-- Task prompt --
Scan the records for the string "dishwasher", then copy each line that has it.

-- Data to examine --
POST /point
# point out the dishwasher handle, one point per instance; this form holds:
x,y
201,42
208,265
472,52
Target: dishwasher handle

-- Response to this task --
# point out the dishwasher handle, one point per instance; this form holds:
Target: dishwasher handle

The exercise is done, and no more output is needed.